REQUESTS:
1) List the usernames of everyone who posted in the forum thread about a Dodge dealer.
2) From the forum thread about a Dodge dealer, return verbatim the part that opens with the words containing "## groundbreakers (Jan" and closes with "screw ups ...".
3) Translate into Spanish the following sentence from the forum thread about a Dodge dealer: "Here in southern NH we use a lot of salt on the roads."

SELECTED EXTRACT:
# Dodge dealer pissed me off



## grandview (Oct 9, 2005)

2005 Dodge Dakota 9,700 miles.
2nd set of drums
3rd set of rear brakes
2 wheel cylinders
front brakes
2 rotors 
2 calipers
They won't cover anything said normal wear and tear.
This is my personal truck.
Told them I'am sending a letter to BBB, Atty. General,NTSB and local tv consumer reporter.

Sorry,right pixs wrong name.


----------



## DBL (Aug 27, 2005)

my dodge dealer tried to pull that bull on me too with some drive train issues but then i went level 2 on his ... and i got what i wanted


----------



## groundbreakers (Jan 16, 2004)

just send a letter to corporate headquaters .... in Auburn Hills, MI .... i know they love getting letters about there dealership screw ups ...


----------



## RolyF (Dec 24, 2005)

I own a garage and have over 30 years wrenching on my knuckles. I figure my shop has done more than 7000 brake jobs in that time. Here in southern NH we use a lot of salt on the roads.

DATA SECTION:
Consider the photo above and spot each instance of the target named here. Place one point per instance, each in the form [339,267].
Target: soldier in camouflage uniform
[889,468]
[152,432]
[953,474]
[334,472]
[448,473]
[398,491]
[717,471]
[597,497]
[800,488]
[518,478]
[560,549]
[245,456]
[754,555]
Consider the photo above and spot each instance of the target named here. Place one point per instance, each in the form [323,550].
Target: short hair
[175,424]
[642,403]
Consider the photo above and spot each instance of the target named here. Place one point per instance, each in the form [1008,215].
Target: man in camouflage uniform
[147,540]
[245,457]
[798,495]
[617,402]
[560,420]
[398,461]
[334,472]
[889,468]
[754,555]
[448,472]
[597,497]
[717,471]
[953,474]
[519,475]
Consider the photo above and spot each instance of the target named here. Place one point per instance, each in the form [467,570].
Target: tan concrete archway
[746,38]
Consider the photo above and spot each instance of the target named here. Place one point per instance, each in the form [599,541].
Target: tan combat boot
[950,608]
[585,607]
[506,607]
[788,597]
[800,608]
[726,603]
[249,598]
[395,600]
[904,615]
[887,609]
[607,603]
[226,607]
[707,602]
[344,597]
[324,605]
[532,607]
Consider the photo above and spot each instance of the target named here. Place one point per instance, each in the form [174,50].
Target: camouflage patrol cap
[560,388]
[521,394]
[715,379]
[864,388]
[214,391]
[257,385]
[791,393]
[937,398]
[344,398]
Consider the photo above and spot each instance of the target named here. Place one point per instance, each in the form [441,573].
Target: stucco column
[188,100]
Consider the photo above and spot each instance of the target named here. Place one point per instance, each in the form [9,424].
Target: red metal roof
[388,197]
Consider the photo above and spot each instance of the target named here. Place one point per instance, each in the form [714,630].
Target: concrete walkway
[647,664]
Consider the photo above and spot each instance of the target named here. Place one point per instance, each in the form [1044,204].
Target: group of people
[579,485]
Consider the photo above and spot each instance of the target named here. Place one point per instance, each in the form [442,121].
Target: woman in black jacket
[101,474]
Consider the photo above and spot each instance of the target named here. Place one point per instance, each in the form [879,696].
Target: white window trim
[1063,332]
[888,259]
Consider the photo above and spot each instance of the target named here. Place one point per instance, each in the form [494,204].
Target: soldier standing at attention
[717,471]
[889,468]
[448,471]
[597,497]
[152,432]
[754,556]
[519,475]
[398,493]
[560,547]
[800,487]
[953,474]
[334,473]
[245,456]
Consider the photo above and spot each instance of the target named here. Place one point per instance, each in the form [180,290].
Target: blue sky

SOLUTIONS:
1) grandview, DBL, groundbreakers, RolyF

2)
## groundbreakers (Jan 16, 2004)

just send a letter to corporate headquaters .... in Auburn Hills, MI .... i know they love getting letters about there dealership screw ups ...

3) Aquí, en el sur de NH, usamos mucha sal en las carreteras.